WHAT TO DO
Copy the entries below word for word, starting at the line that contains "Can you find the sock" and ending with the last line of the entries.

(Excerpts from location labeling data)

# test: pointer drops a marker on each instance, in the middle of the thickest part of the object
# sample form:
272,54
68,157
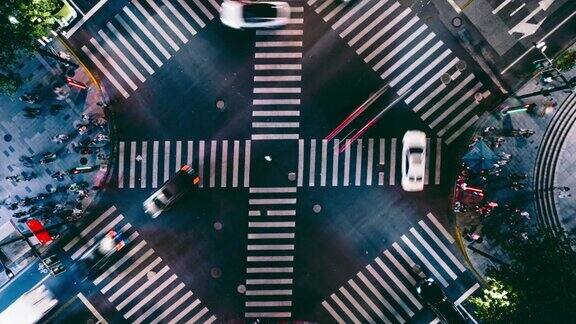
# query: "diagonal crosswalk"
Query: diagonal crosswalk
142,35
408,55
139,283
384,290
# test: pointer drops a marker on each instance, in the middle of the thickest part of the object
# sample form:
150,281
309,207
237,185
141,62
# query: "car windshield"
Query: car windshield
259,11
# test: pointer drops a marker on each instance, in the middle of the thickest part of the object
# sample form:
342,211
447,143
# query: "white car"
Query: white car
254,14
413,160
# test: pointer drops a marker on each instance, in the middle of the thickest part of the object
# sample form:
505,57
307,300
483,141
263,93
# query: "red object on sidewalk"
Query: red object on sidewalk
37,228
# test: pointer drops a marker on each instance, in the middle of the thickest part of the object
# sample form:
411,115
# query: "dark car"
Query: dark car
431,293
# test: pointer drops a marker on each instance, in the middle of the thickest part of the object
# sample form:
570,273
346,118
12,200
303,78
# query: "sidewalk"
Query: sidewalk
528,156
63,128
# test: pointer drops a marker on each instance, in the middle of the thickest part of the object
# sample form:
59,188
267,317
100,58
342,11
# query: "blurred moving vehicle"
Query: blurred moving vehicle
431,293
413,160
254,14
97,257
184,180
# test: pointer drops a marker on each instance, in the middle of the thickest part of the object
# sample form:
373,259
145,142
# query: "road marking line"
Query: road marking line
467,294
130,48
213,147
181,19
425,261
345,309
201,152
392,180
336,153
132,178
172,307
121,148
138,40
149,296
92,309
143,163
124,273
367,300
381,298
156,26
399,283
356,305
148,34
121,55
143,287
105,71
358,169
178,161
157,305
247,164
390,291
90,227
442,246
235,164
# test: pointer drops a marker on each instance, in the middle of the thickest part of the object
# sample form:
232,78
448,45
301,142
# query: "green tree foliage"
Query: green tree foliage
540,281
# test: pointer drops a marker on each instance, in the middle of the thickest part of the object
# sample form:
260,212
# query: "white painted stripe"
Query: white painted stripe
184,312
374,22
155,153
92,309
247,163
90,227
130,48
201,151
358,169
398,283
235,161
442,246
362,18
462,129
381,298
213,155
172,307
277,78
121,55
126,271
425,261
149,296
438,160
312,163
345,309
392,180
276,113
280,258
467,294
105,71
115,65
143,162
261,137
279,201
272,189
181,19
384,30
333,313
143,287
134,279
448,96
389,290
159,304
335,155
156,26
276,125
138,40
166,160
147,32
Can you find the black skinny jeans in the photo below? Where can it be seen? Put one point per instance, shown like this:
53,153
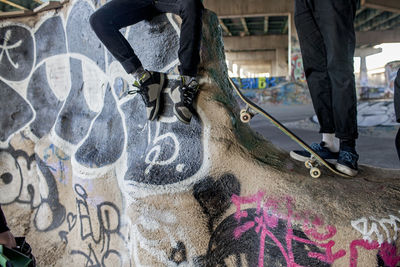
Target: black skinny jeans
110,18
3,223
397,109
327,41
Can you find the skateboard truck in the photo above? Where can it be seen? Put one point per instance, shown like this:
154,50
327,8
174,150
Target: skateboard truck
313,164
247,114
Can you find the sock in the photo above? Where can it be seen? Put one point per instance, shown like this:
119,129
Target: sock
186,80
331,142
348,144
139,73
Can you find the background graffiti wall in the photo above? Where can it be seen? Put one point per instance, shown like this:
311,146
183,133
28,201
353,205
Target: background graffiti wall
90,182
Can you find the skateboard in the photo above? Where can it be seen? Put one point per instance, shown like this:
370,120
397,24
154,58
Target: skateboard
313,163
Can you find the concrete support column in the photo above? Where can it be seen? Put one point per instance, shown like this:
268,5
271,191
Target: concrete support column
229,65
295,60
363,71
363,53
280,63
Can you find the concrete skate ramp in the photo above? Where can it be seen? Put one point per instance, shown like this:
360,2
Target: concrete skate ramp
91,182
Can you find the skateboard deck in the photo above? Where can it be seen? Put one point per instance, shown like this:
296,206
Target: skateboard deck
315,160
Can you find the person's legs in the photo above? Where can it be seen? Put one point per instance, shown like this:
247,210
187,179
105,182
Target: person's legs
106,23
397,109
191,12
335,20
110,18
315,67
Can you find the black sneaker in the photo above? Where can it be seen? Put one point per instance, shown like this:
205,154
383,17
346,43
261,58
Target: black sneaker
320,149
347,162
149,86
183,97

THE REPLY
Can you find the sock in the photo above? Where can it be seen? Put one point per instance, shown like this:
119,129
Target: sock
186,80
331,142
348,144
139,73
Can you find the background graffiti wall in the photo above? Where can it be seen? Put one point per instance, shown like this:
311,146
183,133
28,201
353,205
Target: background graffiti wall
90,182
Can you find the skateboard in the photo above? Where can it be seen? Put one point per instance, shown like this:
370,120
397,24
154,58
Target: skateboard
313,163
Can you find the concrete support column in the photo above? Where can it be seen? Put one point per instance, shown like this:
268,5
271,191
Target: concrete support column
229,65
295,60
363,71
363,53
280,63
Can you find the concrete skate ramp in the photo above? Where can it be seen? Put one point per instance, shown like this:
360,2
Target: concrete skate ramp
91,182
Can you find the skateboard deck in the photo above? Where can it be seen? Put one point per instance, shown like this:
296,206
Target: skateboard deck
315,160
Can you find the person's legs in the photo above? Where can it be seen? Put one point per instance, shown like this:
247,210
187,179
105,182
Target: person's legs
106,23
397,109
191,12
335,20
110,18
315,67
Can you find the black sneaker in the photo above? Where can it be seen? Put one point per instance, shown like this:
205,154
383,17
346,43
261,58
Target: black sneaker
320,149
347,162
149,86
183,97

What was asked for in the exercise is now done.